ASSIGNED TASK:
In the records below, count every line that contains the word "positive" and report only the total.

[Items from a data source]

BEGIN

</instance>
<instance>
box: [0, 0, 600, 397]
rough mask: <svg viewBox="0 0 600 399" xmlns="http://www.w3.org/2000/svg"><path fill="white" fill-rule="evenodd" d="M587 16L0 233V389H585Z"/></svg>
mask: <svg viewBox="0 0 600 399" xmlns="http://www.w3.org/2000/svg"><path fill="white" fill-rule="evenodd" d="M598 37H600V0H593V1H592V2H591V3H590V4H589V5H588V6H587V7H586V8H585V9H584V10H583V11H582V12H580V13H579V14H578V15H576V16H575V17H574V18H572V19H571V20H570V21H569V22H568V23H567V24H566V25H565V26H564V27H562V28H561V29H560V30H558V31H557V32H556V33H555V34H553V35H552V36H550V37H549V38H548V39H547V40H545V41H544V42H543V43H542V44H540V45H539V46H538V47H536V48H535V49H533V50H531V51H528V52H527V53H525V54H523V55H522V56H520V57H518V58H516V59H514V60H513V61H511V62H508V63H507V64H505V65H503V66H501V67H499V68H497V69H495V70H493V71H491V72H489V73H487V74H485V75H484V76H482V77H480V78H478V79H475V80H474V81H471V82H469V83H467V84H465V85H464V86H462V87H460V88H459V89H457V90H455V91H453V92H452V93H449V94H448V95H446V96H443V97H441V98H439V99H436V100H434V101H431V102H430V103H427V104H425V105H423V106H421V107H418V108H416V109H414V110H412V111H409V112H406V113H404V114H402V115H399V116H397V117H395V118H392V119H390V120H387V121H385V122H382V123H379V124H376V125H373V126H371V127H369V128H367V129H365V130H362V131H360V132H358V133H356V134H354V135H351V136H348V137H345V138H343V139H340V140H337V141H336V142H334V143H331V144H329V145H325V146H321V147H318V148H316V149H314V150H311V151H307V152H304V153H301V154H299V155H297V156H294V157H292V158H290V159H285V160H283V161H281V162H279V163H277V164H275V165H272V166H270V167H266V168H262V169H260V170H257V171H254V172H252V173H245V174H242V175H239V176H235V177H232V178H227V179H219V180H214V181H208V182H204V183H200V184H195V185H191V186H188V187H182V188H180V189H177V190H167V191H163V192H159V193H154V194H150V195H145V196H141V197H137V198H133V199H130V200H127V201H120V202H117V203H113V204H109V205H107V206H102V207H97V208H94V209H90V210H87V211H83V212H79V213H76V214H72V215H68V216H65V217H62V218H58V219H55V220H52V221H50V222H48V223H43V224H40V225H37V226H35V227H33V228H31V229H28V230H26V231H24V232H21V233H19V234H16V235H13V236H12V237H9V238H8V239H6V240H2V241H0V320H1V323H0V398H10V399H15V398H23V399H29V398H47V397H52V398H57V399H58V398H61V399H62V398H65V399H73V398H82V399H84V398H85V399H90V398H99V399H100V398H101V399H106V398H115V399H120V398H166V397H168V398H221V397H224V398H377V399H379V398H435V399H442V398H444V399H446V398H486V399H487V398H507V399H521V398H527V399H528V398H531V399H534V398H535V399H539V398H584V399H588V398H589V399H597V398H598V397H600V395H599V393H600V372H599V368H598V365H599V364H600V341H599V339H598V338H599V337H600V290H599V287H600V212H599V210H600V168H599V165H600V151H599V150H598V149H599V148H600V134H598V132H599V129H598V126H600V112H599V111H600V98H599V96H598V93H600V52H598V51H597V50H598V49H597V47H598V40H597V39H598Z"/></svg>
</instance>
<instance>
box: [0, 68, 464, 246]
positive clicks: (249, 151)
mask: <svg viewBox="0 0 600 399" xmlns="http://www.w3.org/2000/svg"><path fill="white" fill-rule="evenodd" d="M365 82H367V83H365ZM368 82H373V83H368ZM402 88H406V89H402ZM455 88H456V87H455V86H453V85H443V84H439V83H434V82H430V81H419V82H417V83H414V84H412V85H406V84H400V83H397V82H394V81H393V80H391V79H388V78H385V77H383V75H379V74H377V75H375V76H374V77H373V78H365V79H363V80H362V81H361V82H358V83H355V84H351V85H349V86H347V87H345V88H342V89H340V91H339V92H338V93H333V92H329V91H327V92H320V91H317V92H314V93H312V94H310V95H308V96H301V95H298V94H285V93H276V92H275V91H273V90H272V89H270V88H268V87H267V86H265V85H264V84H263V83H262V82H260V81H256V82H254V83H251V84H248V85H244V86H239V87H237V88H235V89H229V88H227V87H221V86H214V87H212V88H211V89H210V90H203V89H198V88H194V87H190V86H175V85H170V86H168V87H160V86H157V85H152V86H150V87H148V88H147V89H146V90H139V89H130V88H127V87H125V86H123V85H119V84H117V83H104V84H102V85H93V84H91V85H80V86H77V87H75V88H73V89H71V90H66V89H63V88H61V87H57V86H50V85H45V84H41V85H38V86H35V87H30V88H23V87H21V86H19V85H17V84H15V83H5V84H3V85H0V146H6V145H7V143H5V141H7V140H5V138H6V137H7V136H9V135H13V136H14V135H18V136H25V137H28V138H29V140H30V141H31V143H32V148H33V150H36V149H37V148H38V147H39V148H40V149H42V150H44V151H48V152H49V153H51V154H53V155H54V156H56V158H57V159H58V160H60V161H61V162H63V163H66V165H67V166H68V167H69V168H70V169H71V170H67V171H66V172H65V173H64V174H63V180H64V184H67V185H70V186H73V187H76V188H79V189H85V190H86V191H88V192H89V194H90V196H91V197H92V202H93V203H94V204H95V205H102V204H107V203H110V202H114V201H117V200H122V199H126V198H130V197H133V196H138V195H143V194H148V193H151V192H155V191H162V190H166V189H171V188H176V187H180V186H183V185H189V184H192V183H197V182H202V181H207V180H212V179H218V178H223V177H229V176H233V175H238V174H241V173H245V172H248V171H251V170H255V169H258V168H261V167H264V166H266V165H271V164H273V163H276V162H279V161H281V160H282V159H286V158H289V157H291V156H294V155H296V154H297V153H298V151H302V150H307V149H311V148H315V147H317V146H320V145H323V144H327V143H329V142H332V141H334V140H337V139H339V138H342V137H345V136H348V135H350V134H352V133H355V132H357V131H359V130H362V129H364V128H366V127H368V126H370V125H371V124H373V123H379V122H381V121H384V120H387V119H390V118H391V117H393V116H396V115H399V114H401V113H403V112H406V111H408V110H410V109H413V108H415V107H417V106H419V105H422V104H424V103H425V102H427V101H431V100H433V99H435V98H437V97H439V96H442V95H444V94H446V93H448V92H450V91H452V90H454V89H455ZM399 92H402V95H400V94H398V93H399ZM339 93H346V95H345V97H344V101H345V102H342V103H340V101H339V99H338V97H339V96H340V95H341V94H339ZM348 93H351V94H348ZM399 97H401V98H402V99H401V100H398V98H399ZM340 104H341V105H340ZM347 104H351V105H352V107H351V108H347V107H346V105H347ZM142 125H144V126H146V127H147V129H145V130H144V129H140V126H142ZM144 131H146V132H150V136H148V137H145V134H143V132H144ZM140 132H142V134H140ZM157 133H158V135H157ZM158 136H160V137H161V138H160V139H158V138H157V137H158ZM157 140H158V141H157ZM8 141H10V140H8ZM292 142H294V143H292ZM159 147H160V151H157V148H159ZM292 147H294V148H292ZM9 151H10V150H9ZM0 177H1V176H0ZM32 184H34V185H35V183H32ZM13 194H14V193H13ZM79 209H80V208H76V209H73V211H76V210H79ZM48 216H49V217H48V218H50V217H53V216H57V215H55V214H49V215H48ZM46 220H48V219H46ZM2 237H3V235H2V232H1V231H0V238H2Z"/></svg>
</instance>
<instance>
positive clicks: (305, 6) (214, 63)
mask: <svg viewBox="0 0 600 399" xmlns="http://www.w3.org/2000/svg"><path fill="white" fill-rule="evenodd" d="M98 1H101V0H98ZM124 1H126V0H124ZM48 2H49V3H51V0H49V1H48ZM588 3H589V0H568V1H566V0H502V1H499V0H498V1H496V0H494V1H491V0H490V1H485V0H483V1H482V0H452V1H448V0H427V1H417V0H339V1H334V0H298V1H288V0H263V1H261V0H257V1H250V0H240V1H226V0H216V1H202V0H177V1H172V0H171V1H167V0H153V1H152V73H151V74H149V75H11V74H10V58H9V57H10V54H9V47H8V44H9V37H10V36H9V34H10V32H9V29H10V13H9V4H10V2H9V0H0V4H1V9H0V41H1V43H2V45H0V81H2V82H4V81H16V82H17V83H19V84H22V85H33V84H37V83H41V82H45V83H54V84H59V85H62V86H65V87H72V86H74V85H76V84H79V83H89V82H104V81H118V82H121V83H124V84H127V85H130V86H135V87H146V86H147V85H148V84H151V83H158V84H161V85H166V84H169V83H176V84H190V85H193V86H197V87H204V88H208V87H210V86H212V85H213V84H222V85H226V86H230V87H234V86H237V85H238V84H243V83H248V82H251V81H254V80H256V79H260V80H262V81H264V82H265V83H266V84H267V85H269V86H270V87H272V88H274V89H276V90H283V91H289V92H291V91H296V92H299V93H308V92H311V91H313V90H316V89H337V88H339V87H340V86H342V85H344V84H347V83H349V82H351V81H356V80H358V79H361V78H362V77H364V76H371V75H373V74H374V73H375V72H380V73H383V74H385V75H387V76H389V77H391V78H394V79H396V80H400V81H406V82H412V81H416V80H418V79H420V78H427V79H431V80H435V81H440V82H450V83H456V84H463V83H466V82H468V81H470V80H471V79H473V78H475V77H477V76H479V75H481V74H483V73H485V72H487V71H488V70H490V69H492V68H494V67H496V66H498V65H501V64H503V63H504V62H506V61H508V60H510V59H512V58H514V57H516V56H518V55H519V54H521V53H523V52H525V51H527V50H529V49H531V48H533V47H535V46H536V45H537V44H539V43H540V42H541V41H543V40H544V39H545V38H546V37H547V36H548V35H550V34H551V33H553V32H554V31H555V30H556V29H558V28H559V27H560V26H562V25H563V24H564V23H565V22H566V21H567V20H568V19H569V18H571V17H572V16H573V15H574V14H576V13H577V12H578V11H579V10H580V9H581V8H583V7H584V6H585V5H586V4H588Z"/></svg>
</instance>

END

FINISHED TASK:
2